**The problem:** Begin at the start of the items and stop after the line that has "<point>637,307</point>". Copy those lines with "coastal cliff" swapped for "seaside cliff" and everything else unchanged, and leave the pictures out.

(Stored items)
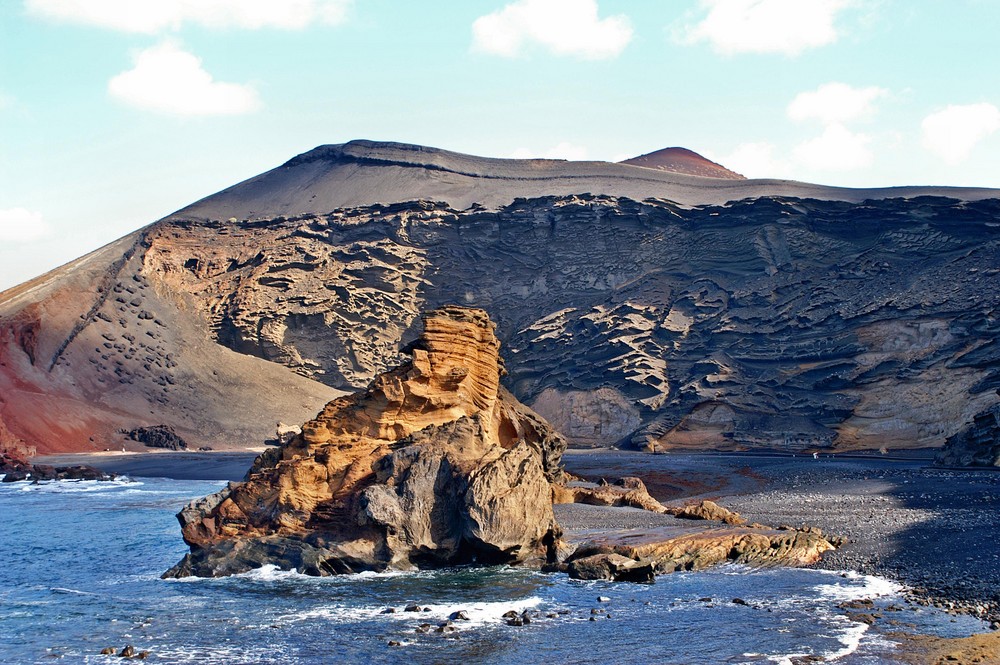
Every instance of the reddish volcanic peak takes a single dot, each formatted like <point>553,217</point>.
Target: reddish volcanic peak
<point>682,160</point>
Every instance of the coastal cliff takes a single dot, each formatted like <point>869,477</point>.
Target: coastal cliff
<point>434,464</point>
<point>637,307</point>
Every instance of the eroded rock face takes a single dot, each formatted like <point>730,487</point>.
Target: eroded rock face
<point>660,311</point>
<point>434,464</point>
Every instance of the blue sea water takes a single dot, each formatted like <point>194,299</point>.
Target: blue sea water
<point>80,565</point>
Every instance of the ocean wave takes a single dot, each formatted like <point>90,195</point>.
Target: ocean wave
<point>480,613</point>
<point>870,588</point>
<point>76,486</point>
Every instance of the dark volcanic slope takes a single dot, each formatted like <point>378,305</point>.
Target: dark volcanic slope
<point>361,173</point>
<point>682,160</point>
<point>774,321</point>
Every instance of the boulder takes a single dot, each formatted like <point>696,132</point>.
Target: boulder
<point>157,436</point>
<point>611,566</point>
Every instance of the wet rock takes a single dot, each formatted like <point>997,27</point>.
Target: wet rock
<point>610,566</point>
<point>435,464</point>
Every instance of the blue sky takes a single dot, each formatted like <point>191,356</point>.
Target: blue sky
<point>114,113</point>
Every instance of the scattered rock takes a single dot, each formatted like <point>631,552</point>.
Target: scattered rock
<point>435,464</point>
<point>157,436</point>
<point>611,566</point>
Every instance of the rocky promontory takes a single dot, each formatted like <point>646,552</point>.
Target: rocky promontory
<point>436,464</point>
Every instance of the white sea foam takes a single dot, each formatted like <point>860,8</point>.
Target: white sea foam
<point>871,587</point>
<point>76,486</point>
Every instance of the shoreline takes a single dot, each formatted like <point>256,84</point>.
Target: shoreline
<point>930,529</point>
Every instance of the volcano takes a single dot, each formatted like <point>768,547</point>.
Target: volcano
<point>636,306</point>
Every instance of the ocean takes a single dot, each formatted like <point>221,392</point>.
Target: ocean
<point>82,563</point>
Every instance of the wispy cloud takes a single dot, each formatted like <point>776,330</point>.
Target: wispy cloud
<point>563,27</point>
<point>766,26</point>
<point>836,149</point>
<point>954,132</point>
<point>835,102</point>
<point>170,80</point>
<point>563,150</point>
<point>154,16</point>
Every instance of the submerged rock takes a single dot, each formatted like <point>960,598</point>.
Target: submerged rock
<point>434,464</point>
<point>15,468</point>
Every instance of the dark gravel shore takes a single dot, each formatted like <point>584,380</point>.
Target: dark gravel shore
<point>934,530</point>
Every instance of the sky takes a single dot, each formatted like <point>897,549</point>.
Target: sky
<point>115,113</point>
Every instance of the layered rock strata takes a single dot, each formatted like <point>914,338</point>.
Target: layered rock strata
<point>977,444</point>
<point>433,464</point>
<point>658,311</point>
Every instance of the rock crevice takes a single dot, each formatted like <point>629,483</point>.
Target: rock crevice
<point>433,464</point>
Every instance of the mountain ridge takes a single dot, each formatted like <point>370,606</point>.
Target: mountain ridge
<point>764,321</point>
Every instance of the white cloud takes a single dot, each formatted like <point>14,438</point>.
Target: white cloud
<point>952,133</point>
<point>836,149</point>
<point>754,160</point>
<point>152,16</point>
<point>563,150</point>
<point>21,225</point>
<point>170,80</point>
<point>564,27</point>
<point>835,103</point>
<point>767,26</point>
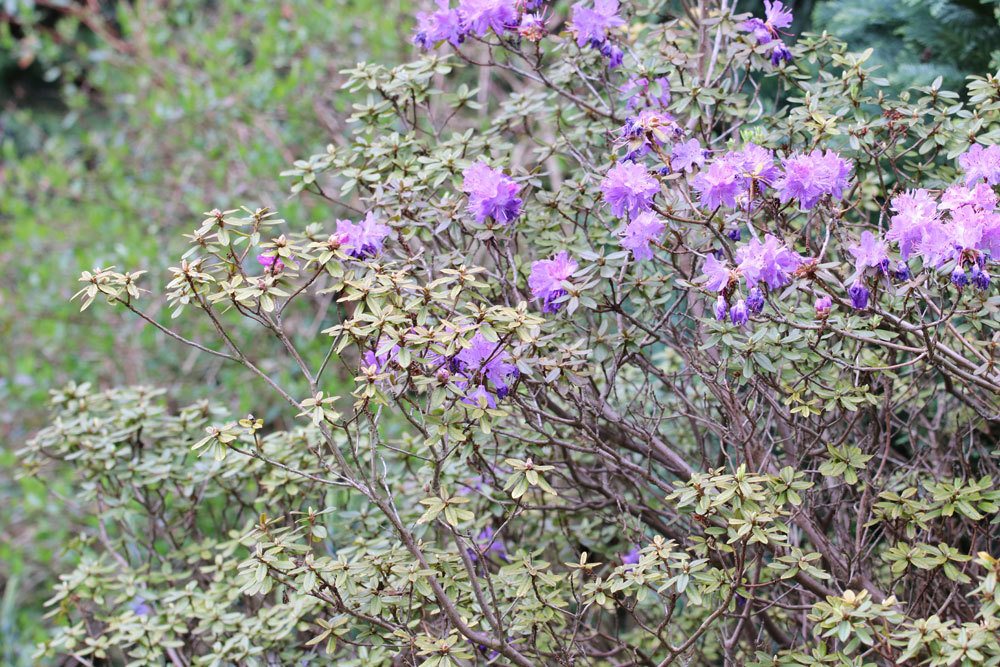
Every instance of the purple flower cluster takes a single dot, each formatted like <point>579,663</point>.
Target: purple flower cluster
<point>362,240</point>
<point>639,92</point>
<point>629,188</point>
<point>590,24</point>
<point>964,228</point>
<point>767,30</point>
<point>771,263</point>
<point>547,277</point>
<point>648,129</point>
<point>492,194</point>
<point>485,370</point>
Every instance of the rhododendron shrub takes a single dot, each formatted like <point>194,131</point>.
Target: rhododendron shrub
<point>672,341</point>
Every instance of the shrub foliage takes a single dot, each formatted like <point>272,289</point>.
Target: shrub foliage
<point>672,343</point>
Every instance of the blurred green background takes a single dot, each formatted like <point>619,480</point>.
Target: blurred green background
<point>121,122</point>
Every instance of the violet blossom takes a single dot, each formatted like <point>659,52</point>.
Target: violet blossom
<point>644,229</point>
<point>442,24</point>
<point>809,176</point>
<point>629,188</point>
<point>547,277</point>
<point>481,16</point>
<point>362,240</point>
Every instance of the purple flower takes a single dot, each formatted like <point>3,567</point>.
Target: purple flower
<point>809,176</point>
<point>738,313</point>
<point>981,163</point>
<point>271,262</point>
<point>591,24</point>
<point>780,53</point>
<point>480,16</point>
<point>638,91</point>
<point>532,27</point>
<point>640,232</point>
<point>546,280</point>
<point>870,253</point>
<point>824,305</point>
<point>719,275</point>
<point>632,556</point>
<point>628,187</point>
<point>481,362</point>
<point>980,196</point>
<point>719,185</point>
<point>444,24</point>
<point>721,309</point>
<point>913,212</point>
<point>776,17</point>
<point>755,301</point>
<point>488,543</point>
<point>755,164</point>
<point>492,194</point>
<point>859,295</point>
<point>364,239</point>
<point>687,155</point>
<point>980,278</point>
<point>770,262</point>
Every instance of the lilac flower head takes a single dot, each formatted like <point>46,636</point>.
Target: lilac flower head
<point>484,361</point>
<point>271,262</point>
<point>492,194</point>
<point>859,295</point>
<point>632,556</point>
<point>719,275</point>
<point>913,212</point>
<point>780,53</point>
<point>488,543</point>
<point>959,277</point>
<point>481,16</point>
<point>824,305</point>
<point>776,17</point>
<point>639,92</point>
<point>755,164</point>
<point>719,185</point>
<point>364,239</point>
<point>546,280</point>
<point>771,262</point>
<point>870,252</point>
<point>614,55</point>
<point>981,163</point>
<point>738,313</point>
<point>591,24</point>
<point>444,24</point>
<point>385,352</point>
<point>650,128</point>
<point>687,156</point>
<point>980,278</point>
<point>628,187</point>
<point>755,300</point>
<point>640,232</point>
<point>809,176</point>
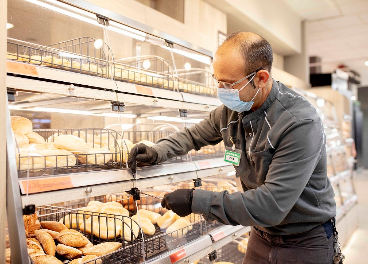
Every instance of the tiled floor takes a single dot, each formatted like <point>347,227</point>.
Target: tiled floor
<point>357,246</point>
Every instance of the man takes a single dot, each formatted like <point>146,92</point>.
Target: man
<point>287,198</point>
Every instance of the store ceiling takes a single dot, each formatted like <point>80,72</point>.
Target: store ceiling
<point>337,31</point>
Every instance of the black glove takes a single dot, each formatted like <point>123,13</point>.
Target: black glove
<point>179,201</point>
<point>141,153</point>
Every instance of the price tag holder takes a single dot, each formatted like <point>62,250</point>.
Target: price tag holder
<point>232,156</point>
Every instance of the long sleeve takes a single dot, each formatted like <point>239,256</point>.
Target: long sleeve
<point>293,162</point>
<point>202,134</point>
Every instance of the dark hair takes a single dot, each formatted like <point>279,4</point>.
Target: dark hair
<point>256,51</point>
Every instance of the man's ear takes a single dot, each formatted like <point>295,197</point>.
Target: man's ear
<point>262,78</point>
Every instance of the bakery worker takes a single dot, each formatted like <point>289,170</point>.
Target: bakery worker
<point>287,198</point>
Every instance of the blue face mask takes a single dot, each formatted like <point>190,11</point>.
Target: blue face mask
<point>230,98</point>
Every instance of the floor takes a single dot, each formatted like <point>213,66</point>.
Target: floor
<point>357,245</point>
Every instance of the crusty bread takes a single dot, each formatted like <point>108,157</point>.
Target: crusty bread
<point>35,138</point>
<point>45,259</point>
<point>87,259</point>
<point>101,227</point>
<point>95,156</point>
<point>179,228</point>
<point>166,220</point>
<point>102,249</point>
<point>150,215</point>
<point>21,125</point>
<point>53,225</point>
<point>145,223</point>
<point>68,252</point>
<point>71,143</point>
<point>46,241</point>
<point>72,238</point>
<point>21,139</point>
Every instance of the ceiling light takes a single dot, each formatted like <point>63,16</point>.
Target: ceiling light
<point>174,119</point>
<point>187,66</point>
<point>197,57</point>
<point>117,29</point>
<point>146,64</point>
<point>98,43</point>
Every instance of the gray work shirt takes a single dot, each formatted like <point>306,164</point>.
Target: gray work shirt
<point>282,167</point>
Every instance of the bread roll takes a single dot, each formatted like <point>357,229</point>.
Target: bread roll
<point>103,248</point>
<point>147,227</point>
<point>21,125</point>
<point>72,238</point>
<point>68,252</point>
<point>71,143</point>
<point>45,259</point>
<point>46,241</point>
<point>150,215</point>
<point>53,225</point>
<point>21,139</point>
<point>72,220</point>
<point>102,227</point>
<point>95,156</point>
<point>35,138</point>
<point>87,259</point>
<point>166,220</point>
<point>179,228</point>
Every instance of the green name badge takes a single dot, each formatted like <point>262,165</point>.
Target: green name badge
<point>232,157</point>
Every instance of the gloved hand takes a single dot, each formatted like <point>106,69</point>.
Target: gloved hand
<point>179,201</point>
<point>141,153</point>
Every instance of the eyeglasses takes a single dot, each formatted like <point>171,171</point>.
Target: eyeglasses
<point>230,85</point>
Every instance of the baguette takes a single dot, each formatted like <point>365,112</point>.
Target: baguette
<point>46,241</point>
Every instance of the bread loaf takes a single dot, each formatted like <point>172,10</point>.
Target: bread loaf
<point>147,227</point>
<point>68,252</point>
<point>46,241</point>
<point>21,125</point>
<point>179,228</point>
<point>103,248</point>
<point>53,225</point>
<point>72,238</point>
<point>150,215</point>
<point>166,220</point>
<point>45,259</point>
<point>34,137</point>
<point>71,143</point>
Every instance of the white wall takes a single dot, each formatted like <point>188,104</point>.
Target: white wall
<point>201,22</point>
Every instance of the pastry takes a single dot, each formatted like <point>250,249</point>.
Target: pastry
<point>179,228</point>
<point>31,224</point>
<point>21,139</point>
<point>46,241</point>
<point>242,246</point>
<point>53,225</point>
<point>102,227</point>
<point>68,252</point>
<point>53,234</point>
<point>35,138</point>
<point>95,156</point>
<point>147,227</point>
<point>87,259</point>
<point>166,220</point>
<point>71,143</point>
<point>103,248</point>
<point>72,238</point>
<point>45,259</point>
<point>21,125</point>
<point>150,215</point>
<point>72,220</point>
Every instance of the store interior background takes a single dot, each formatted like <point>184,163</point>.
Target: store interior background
<point>328,38</point>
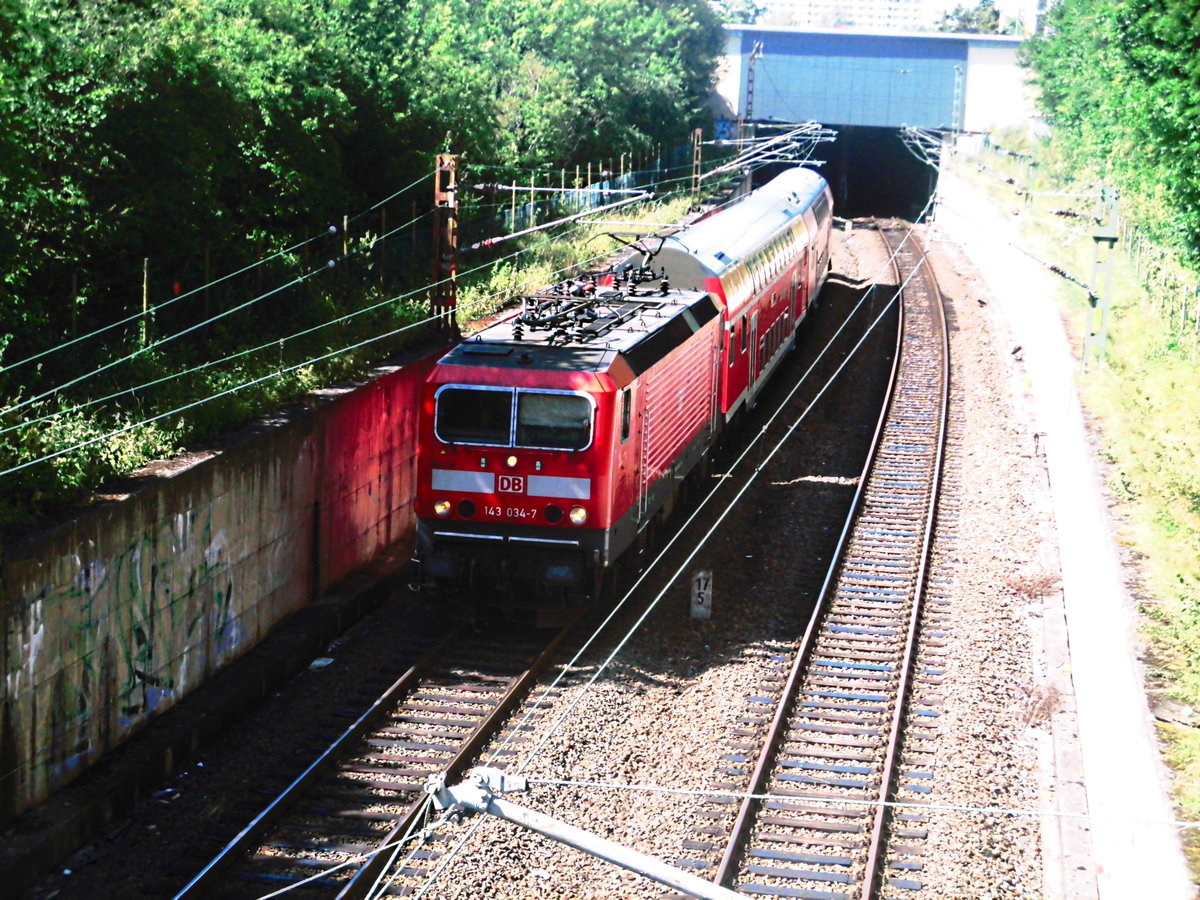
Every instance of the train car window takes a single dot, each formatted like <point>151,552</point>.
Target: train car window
<point>557,421</point>
<point>468,415</point>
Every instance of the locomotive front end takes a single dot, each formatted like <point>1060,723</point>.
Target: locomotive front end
<point>511,485</point>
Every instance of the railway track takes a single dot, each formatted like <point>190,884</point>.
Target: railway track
<point>856,726</point>
<point>335,826</point>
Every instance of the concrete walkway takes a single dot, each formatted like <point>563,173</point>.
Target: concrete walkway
<point>1137,850</point>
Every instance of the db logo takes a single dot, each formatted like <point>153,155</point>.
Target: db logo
<point>511,484</point>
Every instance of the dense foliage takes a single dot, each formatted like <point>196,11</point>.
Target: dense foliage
<point>979,19</point>
<point>1121,85</point>
<point>151,147</point>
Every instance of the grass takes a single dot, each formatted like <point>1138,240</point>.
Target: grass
<point>1145,399</point>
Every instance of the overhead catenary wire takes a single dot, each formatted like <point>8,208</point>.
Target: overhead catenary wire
<point>276,373</point>
<point>683,529</point>
<point>1017,811</point>
<point>210,364</point>
<point>215,282</point>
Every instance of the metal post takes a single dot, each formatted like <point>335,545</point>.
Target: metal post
<point>479,796</point>
<point>444,297</point>
<point>1105,238</point>
<point>145,301</point>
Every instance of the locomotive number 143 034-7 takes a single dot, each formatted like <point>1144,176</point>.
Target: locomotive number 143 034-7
<point>510,511</point>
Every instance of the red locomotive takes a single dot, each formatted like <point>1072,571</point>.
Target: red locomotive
<point>553,438</point>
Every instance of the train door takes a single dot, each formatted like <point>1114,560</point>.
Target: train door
<point>795,311</point>
<point>805,264</point>
<point>754,348</point>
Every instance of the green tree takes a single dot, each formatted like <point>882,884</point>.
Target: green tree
<point>981,19</point>
<point>1121,87</point>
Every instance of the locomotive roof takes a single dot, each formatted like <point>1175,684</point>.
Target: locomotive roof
<point>736,232</point>
<point>581,327</point>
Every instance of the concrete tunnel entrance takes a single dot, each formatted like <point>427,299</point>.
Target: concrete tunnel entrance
<point>873,173</point>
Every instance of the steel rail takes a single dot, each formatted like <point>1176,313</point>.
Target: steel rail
<point>366,879</point>
<point>361,882</point>
<point>900,486</point>
<point>889,766</point>
<point>731,858</point>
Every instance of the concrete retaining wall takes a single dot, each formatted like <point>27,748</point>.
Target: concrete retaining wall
<point>113,616</point>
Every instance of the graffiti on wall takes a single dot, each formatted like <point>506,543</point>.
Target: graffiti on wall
<point>137,630</point>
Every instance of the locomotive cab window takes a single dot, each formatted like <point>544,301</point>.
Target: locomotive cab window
<point>501,417</point>
<point>469,415</point>
<point>559,421</point>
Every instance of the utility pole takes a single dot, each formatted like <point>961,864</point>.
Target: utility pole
<point>444,294</point>
<point>1105,238</point>
<point>748,113</point>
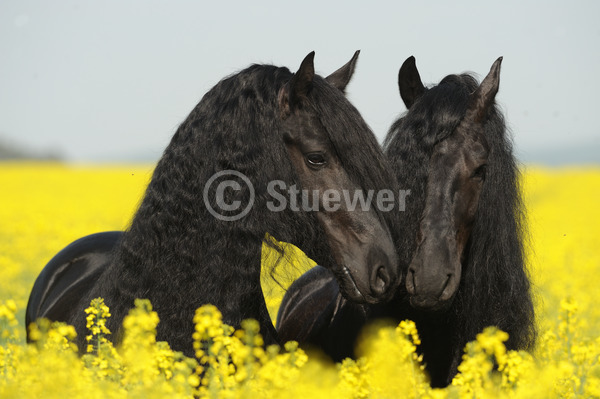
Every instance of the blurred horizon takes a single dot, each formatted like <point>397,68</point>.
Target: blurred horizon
<point>112,80</point>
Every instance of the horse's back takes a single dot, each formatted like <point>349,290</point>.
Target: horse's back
<point>69,274</point>
<point>315,314</point>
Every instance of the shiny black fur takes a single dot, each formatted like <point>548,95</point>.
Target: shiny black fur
<point>177,254</point>
<point>494,287</point>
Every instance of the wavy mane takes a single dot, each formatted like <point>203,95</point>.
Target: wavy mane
<point>236,126</point>
<point>494,288</point>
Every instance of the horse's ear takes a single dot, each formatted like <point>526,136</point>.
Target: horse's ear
<point>484,96</point>
<point>409,82</point>
<point>297,89</point>
<point>342,76</point>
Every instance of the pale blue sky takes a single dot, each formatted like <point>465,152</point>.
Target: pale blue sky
<point>102,80</point>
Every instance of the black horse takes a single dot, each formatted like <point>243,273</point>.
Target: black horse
<point>460,239</point>
<point>196,237</point>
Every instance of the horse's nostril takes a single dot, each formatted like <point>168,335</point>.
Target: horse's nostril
<point>380,280</point>
<point>410,282</point>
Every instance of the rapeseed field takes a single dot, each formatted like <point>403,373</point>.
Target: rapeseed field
<point>44,207</point>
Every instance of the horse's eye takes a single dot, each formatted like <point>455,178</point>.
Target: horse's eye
<point>315,159</point>
<point>479,173</point>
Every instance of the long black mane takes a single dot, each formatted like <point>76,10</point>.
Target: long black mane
<point>494,288</point>
<point>236,126</point>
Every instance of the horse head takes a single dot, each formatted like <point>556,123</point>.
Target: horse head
<point>456,176</point>
<point>360,241</point>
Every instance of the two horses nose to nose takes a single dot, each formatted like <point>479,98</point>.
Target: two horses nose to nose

**Answer to the task:**
Every instance of the reddish volcanic peak takes a single dot, each formatted like <point>553,217</point>.
Target: reddish volcanic peak
<point>682,160</point>
Every instance of the seaside cliff takes a single dot, each formatted like <point>869,477</point>.
Target: seaside cliff
<point>434,464</point>
<point>637,307</point>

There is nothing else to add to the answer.